**WHAT THE EXERCISE ASKS:** Apart from the images, the entire listing below must be restated word for word.

**DATA IN THIS EXERCISE:**
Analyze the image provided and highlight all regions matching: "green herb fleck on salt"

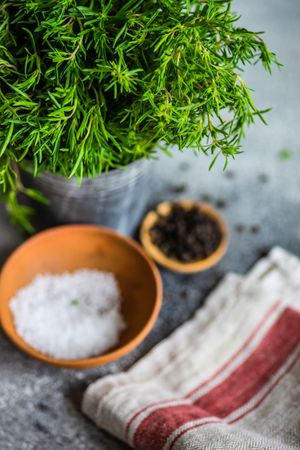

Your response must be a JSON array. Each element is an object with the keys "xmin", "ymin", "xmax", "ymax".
[{"xmin": 278, "ymin": 148, "xmax": 293, "ymax": 161}]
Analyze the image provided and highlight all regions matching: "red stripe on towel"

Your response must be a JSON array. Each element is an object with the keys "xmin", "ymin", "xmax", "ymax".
[
  {"xmin": 134, "ymin": 403, "xmax": 213, "ymax": 450},
  {"xmin": 228, "ymin": 344, "xmax": 300, "ymax": 424},
  {"xmin": 133, "ymin": 307, "xmax": 300, "ymax": 450}
]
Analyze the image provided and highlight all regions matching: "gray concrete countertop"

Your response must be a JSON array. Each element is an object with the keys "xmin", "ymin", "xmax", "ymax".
[{"xmin": 0, "ymin": 1, "xmax": 299, "ymax": 449}]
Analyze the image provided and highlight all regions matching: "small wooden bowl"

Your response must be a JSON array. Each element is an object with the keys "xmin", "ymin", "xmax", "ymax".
[
  {"xmin": 0, "ymin": 225, "xmax": 162, "ymax": 369},
  {"xmin": 140, "ymin": 200, "xmax": 228, "ymax": 273}
]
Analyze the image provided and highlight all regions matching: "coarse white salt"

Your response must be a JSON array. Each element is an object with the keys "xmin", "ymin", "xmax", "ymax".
[{"xmin": 9, "ymin": 269, "xmax": 126, "ymax": 360}]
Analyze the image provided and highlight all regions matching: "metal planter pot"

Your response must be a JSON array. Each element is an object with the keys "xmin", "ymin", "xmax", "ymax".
[{"xmin": 22, "ymin": 158, "xmax": 152, "ymax": 235}]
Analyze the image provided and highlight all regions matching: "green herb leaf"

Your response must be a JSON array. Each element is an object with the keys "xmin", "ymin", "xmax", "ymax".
[
  {"xmin": 278, "ymin": 148, "xmax": 293, "ymax": 161},
  {"xmin": 71, "ymin": 299, "xmax": 80, "ymax": 306},
  {"xmin": 25, "ymin": 188, "xmax": 50, "ymax": 205}
]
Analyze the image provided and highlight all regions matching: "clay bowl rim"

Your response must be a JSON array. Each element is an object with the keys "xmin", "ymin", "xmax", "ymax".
[
  {"xmin": 0, "ymin": 224, "xmax": 163, "ymax": 369},
  {"xmin": 140, "ymin": 200, "xmax": 228, "ymax": 273}
]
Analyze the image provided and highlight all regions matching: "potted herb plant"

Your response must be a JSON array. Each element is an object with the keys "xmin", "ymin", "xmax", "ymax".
[{"xmin": 0, "ymin": 0, "xmax": 278, "ymax": 234}]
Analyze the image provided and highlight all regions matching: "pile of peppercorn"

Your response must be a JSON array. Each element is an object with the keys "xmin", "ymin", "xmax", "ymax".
[{"xmin": 150, "ymin": 204, "xmax": 222, "ymax": 263}]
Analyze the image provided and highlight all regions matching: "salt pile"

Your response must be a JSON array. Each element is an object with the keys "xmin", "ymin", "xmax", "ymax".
[{"xmin": 10, "ymin": 269, "xmax": 126, "ymax": 359}]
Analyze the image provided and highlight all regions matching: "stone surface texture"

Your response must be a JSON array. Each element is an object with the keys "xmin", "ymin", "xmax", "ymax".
[{"xmin": 0, "ymin": 1, "xmax": 299, "ymax": 449}]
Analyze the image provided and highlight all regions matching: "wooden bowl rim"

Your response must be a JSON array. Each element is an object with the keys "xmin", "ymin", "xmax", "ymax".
[
  {"xmin": 140, "ymin": 200, "xmax": 229, "ymax": 273},
  {"xmin": 0, "ymin": 224, "xmax": 163, "ymax": 369}
]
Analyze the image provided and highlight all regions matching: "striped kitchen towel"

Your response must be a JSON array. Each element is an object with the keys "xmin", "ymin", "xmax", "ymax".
[{"xmin": 82, "ymin": 248, "xmax": 300, "ymax": 450}]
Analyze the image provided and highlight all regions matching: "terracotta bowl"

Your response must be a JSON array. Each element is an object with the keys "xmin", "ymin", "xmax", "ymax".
[
  {"xmin": 140, "ymin": 200, "xmax": 228, "ymax": 273},
  {"xmin": 0, "ymin": 225, "xmax": 162, "ymax": 369}
]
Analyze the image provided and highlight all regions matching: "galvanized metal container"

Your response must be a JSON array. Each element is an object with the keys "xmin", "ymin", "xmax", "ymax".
[{"xmin": 22, "ymin": 158, "xmax": 152, "ymax": 235}]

**RESPONSE:**
Analyze the image provided and highlight all regions matching: "green herb fleck on salt"


Your response must be a JSON array. Each element is an object with the keys "xmin", "ymin", "xmax", "ymax".
[{"xmin": 278, "ymin": 148, "xmax": 293, "ymax": 161}]
Analyze the image provided and highlight all regions matching: "red stripe on towel"

Your response must be a JSON array. Each element is an object with the keys "xmin", "ymin", "xmax", "ymax".
[
  {"xmin": 134, "ymin": 403, "xmax": 213, "ymax": 450},
  {"xmin": 228, "ymin": 344, "xmax": 300, "ymax": 424},
  {"xmin": 133, "ymin": 307, "xmax": 300, "ymax": 450}
]
Analyze the image provided and highlight all regions matching: "gray concrete countertop"

Your response must be a JSON array. Each element is an object with the keys "xmin", "ymin", "xmax", "ymax".
[{"xmin": 0, "ymin": 1, "xmax": 299, "ymax": 449}]
Analyze the image provided and highlight all regions matching: "small wooden bowl"

Your response must be a JSON array. Each element is an object with the keys "xmin", "ymin", "xmax", "ymax".
[
  {"xmin": 0, "ymin": 225, "xmax": 162, "ymax": 369},
  {"xmin": 140, "ymin": 200, "xmax": 228, "ymax": 273}
]
Analyze the image provided and highlight all regions matching: "coarse white salt"

Your response must be a JSON array. Each element is an object with the keys "xmin", "ymin", "xmax", "ymax".
[{"xmin": 9, "ymin": 269, "xmax": 126, "ymax": 360}]
Analyze the image provided and highlight all regions matching: "metal planter pot"

Your response must be a JSON array. Each element is an object with the keys "xmin", "ymin", "xmax", "ymax".
[{"xmin": 22, "ymin": 158, "xmax": 152, "ymax": 235}]
Analyze the image provided and highlight all regions matching: "green herb leaf"

Your response must be a JSON array. Each element is an object with the keys "xmin", "ymin", "xmax", "ymax".
[
  {"xmin": 278, "ymin": 148, "xmax": 293, "ymax": 161},
  {"xmin": 71, "ymin": 299, "xmax": 80, "ymax": 306},
  {"xmin": 25, "ymin": 188, "xmax": 50, "ymax": 205}
]
Analyze the image provided and highlight all regions matching: "clay bowl rim"

Your response must be a JSON array. Each element is an object with the keys "xmin", "ymin", "xmax", "ymax".
[
  {"xmin": 0, "ymin": 224, "xmax": 163, "ymax": 369},
  {"xmin": 140, "ymin": 200, "xmax": 228, "ymax": 273}
]
Analyze the image provided and highlight all regions matching: "potted herb plant"

Your response must be a JSON array. Each element is an object with the keys "xmin", "ymin", "xmax", "ymax".
[{"xmin": 0, "ymin": 0, "xmax": 278, "ymax": 234}]
Analyze the image provided and highlight all regions matching: "pile of peppercorn"

Your response must be a JSON array. Each element is an object with the keys "xmin", "ymin", "xmax", "ymax".
[{"xmin": 150, "ymin": 204, "xmax": 222, "ymax": 263}]
Analyze the image provided and highlight all regions matching: "salt pile"

Your response must be a JSON array. Each element is an object with the keys "xmin", "ymin", "xmax", "ymax".
[{"xmin": 10, "ymin": 269, "xmax": 126, "ymax": 359}]
Analyze the image provided and highlight all regions matching: "stone surface texture"

Your response must be a JSON array. Each element is an object with the keys "xmin", "ymin", "xmax", "ymax".
[{"xmin": 0, "ymin": 1, "xmax": 299, "ymax": 449}]
Analyze the image provided and highlight all regions matching: "wooden bowl rim"

Your response must be a JSON array. Each element is an object with the keys "xmin", "ymin", "xmax", "ymax".
[
  {"xmin": 140, "ymin": 200, "xmax": 229, "ymax": 273},
  {"xmin": 0, "ymin": 224, "xmax": 163, "ymax": 369}
]
Analyze the image provided and highlight all regions matching: "striped kitchen towel"

Your response must be a JSON array. Each element is an object with the keys "xmin", "ymin", "xmax", "ymax".
[{"xmin": 82, "ymin": 248, "xmax": 300, "ymax": 450}]
Analyze the image provided and highlight all regions matching: "terracotta bowl"

Your response must be a JSON array. Each element is an object with the keys "xmin", "ymin", "xmax", "ymax".
[
  {"xmin": 140, "ymin": 200, "xmax": 228, "ymax": 273},
  {"xmin": 0, "ymin": 225, "xmax": 162, "ymax": 369}
]
Analyze the image provided and highlight all regions matching: "galvanized metal container"

Your response must be a JSON array. Each element is an object with the keys "xmin", "ymin", "xmax", "ymax".
[{"xmin": 22, "ymin": 158, "xmax": 152, "ymax": 235}]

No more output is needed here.